▶ **DATASET RECORDS**:
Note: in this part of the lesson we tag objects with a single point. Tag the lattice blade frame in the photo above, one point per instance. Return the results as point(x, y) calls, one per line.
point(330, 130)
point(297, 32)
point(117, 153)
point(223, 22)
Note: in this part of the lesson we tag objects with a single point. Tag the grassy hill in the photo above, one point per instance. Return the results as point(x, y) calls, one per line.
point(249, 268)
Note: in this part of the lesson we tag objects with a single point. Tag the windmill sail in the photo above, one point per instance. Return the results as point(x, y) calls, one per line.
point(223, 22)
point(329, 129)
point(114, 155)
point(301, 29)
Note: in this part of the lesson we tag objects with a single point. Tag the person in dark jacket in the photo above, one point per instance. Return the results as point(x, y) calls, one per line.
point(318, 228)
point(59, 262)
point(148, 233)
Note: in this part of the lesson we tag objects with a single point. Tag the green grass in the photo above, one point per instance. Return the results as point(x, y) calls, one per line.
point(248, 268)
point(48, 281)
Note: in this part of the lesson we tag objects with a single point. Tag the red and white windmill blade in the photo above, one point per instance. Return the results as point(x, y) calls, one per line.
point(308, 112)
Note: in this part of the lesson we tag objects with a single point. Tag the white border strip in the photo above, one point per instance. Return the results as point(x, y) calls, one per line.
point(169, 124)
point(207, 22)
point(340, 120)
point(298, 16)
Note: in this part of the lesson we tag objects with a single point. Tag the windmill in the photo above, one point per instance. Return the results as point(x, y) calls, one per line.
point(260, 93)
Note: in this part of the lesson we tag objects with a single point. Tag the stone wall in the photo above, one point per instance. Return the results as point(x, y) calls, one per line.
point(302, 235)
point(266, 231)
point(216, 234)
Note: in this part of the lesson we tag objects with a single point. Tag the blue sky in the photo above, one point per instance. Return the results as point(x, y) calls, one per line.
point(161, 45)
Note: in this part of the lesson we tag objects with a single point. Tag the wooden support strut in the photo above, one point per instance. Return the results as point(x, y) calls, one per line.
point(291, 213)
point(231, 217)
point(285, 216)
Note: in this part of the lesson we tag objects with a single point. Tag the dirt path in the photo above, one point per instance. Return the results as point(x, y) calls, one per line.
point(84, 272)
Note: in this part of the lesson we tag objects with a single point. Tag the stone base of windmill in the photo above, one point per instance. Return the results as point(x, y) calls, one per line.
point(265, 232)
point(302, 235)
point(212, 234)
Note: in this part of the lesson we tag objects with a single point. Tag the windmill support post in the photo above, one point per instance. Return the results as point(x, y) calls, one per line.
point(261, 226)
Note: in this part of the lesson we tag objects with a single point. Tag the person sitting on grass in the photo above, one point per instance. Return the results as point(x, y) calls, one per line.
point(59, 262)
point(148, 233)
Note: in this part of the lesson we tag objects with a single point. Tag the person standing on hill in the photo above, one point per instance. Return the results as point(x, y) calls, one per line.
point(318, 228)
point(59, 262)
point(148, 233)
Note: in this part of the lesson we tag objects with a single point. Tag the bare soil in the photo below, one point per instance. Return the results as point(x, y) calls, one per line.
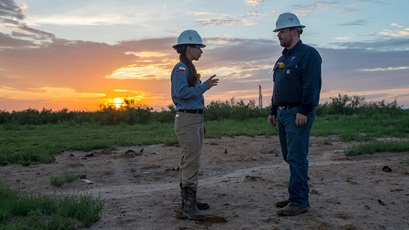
point(241, 178)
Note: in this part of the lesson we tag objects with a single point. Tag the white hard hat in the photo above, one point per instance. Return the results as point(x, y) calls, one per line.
point(287, 20)
point(189, 37)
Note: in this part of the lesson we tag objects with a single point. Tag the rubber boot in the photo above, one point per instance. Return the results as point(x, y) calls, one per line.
point(199, 205)
point(189, 209)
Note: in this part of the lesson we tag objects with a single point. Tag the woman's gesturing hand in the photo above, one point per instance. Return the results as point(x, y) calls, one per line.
point(212, 82)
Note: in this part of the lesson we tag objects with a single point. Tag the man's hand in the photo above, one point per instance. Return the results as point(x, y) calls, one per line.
point(300, 120)
point(272, 120)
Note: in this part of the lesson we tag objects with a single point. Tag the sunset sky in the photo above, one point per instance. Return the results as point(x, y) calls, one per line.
point(79, 54)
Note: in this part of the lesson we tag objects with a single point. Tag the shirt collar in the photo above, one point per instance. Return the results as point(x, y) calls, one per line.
point(288, 51)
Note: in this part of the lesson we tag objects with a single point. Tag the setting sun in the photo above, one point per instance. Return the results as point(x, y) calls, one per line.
point(117, 102)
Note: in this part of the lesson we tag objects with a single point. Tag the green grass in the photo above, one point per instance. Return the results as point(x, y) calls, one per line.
point(378, 146)
point(40, 143)
point(362, 128)
point(20, 211)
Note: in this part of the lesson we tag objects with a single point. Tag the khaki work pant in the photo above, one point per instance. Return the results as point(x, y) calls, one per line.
point(189, 129)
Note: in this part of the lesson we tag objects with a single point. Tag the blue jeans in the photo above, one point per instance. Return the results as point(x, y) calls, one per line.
point(294, 146)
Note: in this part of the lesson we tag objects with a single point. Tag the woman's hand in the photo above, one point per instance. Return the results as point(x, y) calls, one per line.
point(212, 82)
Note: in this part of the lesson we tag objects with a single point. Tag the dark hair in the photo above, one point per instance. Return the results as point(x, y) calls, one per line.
point(192, 78)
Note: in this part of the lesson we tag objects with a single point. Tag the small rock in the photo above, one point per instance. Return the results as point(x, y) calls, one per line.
point(386, 169)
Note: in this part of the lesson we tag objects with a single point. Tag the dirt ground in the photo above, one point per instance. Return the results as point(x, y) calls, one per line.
point(241, 178)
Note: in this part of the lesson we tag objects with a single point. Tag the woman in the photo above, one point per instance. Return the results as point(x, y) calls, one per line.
point(187, 95)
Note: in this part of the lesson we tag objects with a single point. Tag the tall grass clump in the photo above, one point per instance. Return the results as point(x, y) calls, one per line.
point(354, 105)
point(22, 211)
point(60, 180)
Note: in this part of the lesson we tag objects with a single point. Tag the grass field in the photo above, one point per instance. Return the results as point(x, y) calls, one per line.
point(27, 144)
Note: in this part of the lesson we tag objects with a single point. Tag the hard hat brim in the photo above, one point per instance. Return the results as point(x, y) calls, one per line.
point(186, 44)
point(285, 27)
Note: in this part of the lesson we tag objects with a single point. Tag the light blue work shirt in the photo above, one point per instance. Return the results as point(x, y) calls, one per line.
point(183, 95)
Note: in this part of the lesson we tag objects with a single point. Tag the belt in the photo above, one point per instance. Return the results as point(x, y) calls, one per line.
point(197, 111)
point(286, 107)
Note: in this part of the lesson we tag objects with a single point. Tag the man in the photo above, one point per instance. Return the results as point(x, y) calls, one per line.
point(297, 86)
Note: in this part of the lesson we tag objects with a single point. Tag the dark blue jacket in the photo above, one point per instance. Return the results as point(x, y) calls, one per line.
point(297, 79)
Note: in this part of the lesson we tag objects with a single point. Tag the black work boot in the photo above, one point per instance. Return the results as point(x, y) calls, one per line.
point(199, 205)
point(189, 208)
point(282, 204)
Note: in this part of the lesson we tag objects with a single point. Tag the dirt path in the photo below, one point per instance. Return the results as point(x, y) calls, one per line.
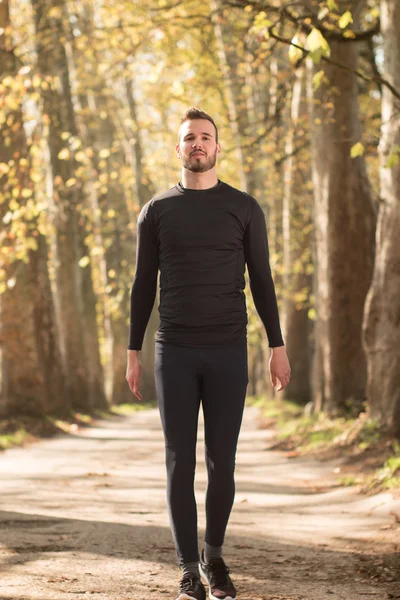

▶ **TASK TO CARRY OUT**:
Rewrite all of the items above, replacing "lesson" with "exercise" wherever it appears and leaving everything else unchanged. Leave the pictures out of your answer.

▶ **ANSWER TO THE TASK**:
Note: in this part of the exercise we tag objects with a single point. Tag the lattice blade frame in the photo above, one point per instance. Return the results as point(x, y) calls, one per line.
point(330, 130)
point(297, 32)
point(117, 153)
point(223, 22)
Note: in this part of the exercise we tag objects with a single point. Tag the grassy hill in the photo above, one point per instance. Return the results as point(x, y) calls, one per line.
point(249, 268)
Note: in this part of the exercise we tag objects with a single point. Tag the windmill sail in the photo above, one point per instance. Return the results as point(x, y) calls, one per line.
point(223, 22)
point(329, 129)
point(114, 155)
point(301, 29)
Note: in this part of the exercise we tag objects with a single point. Tag the person in dark jacket in the photo above, one point per instance. Return the results as point(x, y) calls, one per line.
point(318, 228)
point(59, 262)
point(148, 233)
Note: in this part of the exercise we tag objects with a single point. Tag the green grass in the photo above, one point per instance. Return the results as point(x, y) calls, one per line.
point(248, 268)
point(48, 281)
Note: in this part of the exercise we tag objects with a single point. Tag the red and white windmill blade in the photo above, one point per instance. Return the results as point(x, y) calls, one per line.
point(308, 112)
Note: in this part of the exercise we tag objects with a single point. Tag the white border strip in the photo above, one point per instance. Return the results as point(x, y) calls, one per line.
point(169, 124)
point(207, 22)
point(340, 120)
point(298, 16)
Note: in this part of the exercise we tag objects with a single point. Tag the windmill in the photo above, one point per instance. Return the results as point(x, y) calls, one per line.
point(260, 93)
Note: in this part of the exercise we tag objects with a single point. Tag the stone wall in the photo above, one point per instance. Return the results as point(x, y) calls, one per line.
point(302, 235)
point(266, 231)
point(216, 234)
Note: in this part of the exercise we tag objects with a single point. Tag the blue sky in the photo above, one point per instance. Return the results as point(x, y) calls, one per line.
point(161, 45)
Note: in this part of the exercise we tag objects with a single point. Tag the wooden support strut in the photo above, one point per instance. Return the results as point(x, y) calls, one per line.
point(291, 213)
point(231, 217)
point(285, 216)
Note: in this part of the exercise we tag objects with a single point. Tag the dirt path in the photo above, one point per instance. Return the results as point(x, y) calls, one per line.
point(84, 272)
Note: in this part of the exercise we tag objects with a single point. Tag the stone base of windmill in the photo above, one point per instance. Return the results as point(x, y) calls, one per line.
point(265, 232)
point(302, 235)
point(212, 234)
Note: in this part of the exercise we tag objects with a single point. Tag the windmill support post in the photo above, one point per instance. Return the results as point(x, y) calls, one per line.
point(261, 226)
Note: in this part of the exercise we tag objects with a single point. Tag the person sitting on grass in the photo above, one point per instance. Return the results as point(x, y) calls, one per line.
point(59, 262)
point(148, 233)
Note: in this part of the exercise we tag objects with a single point. Tag the person standing on hill in the photo above, one point per instance. Return the results as point(x, y) calls, one per line.
point(318, 228)
point(59, 262)
point(148, 233)
Note: in this part of the exercise we tag objects with a single point. Tag the bare soil in the photo below, one point per instance. Return the results as point(x, y) calls, one per line.
point(241, 178)
Note: in this part of the exercise we tag objects with a single point. Tag the white hard hat in the photo above, one point per instance. Return the results as point(x, y) calls, one per line.
point(287, 20)
point(189, 37)
Note: in this part of the exercise we tag objects with a single point. Tag the rubber boot in the photo above, one point per instance. Return the results as point(x, y) calls, one per line.
point(199, 205)
point(189, 209)
Note: in this part of the exercise we tag objects with a single point. Tag the woman's gesturing hand in the photo above, one point per instance. Return the results as point(x, y) calls, one per line.
point(212, 82)
Note: in this part of the exercise we tag objects with a single point. Tag the man's hand in the photo above, one point per instance. Return the results as point(x, y) calls, one per line.
point(300, 120)
point(272, 120)
Note: in this part of the exercise we tag objects with a single point. Tag the sunset sky in the photo above, one point per instance. Return the results as point(x, y) calls, one per line.
point(79, 54)
Note: in this part of the exercise we tag objects with a single point. Tag the shirt collar in the photo above, one point per instance. Return the results as point(x, y) calls, one per line.
point(288, 51)
Note: in this part of the exercise we tag objects with a single point. Tag the setting sun in the photo above, one point per instance. Return the results as point(x, y) calls, one per line.
point(117, 102)
Note: in this part of the exercise we tag objects with a single point. Tag the green grass in the photo above, one point per instance. Return the results as point(x, y) calls, one per line.
point(378, 146)
point(40, 143)
point(362, 128)
point(20, 211)
Note: in this part of the exercise we tag objects with a single point. Tag the khaki work pant in the photo above, one point per instance. Return the results as point(x, y) calls, one per line.
point(189, 129)
Note: in this part of the exercise we tag objects with a single point. Tag the blue jeans in the photo above, one point per instance. Return the results as point(x, y) calls, one per line.
point(294, 146)
Note: in this part of the exercise we tag objects with a single point. Tag the woman's hand in the photo above, one point per instance. Return the results as point(x, y) calls, one per line.
point(212, 82)
Note: in this part of the exercise we tag objects with a single point. Tag the dark hair in the photo above, one point per instance. Return the results as point(x, y) calls, one per line.
point(192, 78)
Note: in this part of the exercise we tag objects with a single point. Tag the small rock in the photo above, one point per instance. Return the results as point(x, y) calls, one per line.
point(386, 169)
Note: in this part of the exercise we tag objects with a single point. Tag the dirt ground in the photo above, one point per instance. Return the results as point(x, y) calls, one per line.
point(241, 178)
Note: in this part of the exercise we tag objects with a single point. Tag the woman in the photo above, one point per instance. Return the results as point(x, y) calls, one per line.
point(187, 95)
Note: in this part of the exercise we tag objects with a single point. Tag the tall grass clump in the photo above, one point per instance. Return the results as point(x, y) calls, one per line.
point(354, 105)
point(22, 211)
point(60, 180)
Note: in this part of the exercise we tag objects with a single point. Tag the grass field in the photo above, one point per instance. Return the results as point(x, y) calls, one per line.
point(27, 144)
Note: in this part of the exercise we tag objects with a single point. Tag the hard hat brim in the photo above, one point per instance. Return the results as point(x, y) calls, one per line.
point(186, 44)
point(285, 27)
Note: in this part of the exercise we tag objects with a single point. Tag the light blue work shirt in the photo above, one point per instance. Return the results as point(x, y) calls, one per line.
point(183, 95)
Note: in this part of the exercise we tag objects with a single point. Tag the belt in the photo above, one point per instance. Return the results as point(x, y) calls, one per line.
point(197, 111)
point(286, 107)
Note: in this part of the exercise we tag objects with a single point. Tag the man in the photo above, one point per instance. Return the results as point(x, y) calls, one per line.
point(297, 86)
Note: in this part of the exercise we tag objects with a single point. Tag the dark blue jacket in the photo above, one point per instance. Return the results as point(x, y) calls, one per line.
point(297, 79)
Note: in this part of the exercise we tag objects with a single point. Tag the black work boot in the photo above, one point per instance. Return the results as point(x, y) calls, one per line.
point(199, 205)
point(189, 208)
point(282, 204)
Note: in this part of the exercise we tag objects with a single point. Tag the dirt path in the photo below, one point per instance. Return the results as point(x, y) calls, one per line.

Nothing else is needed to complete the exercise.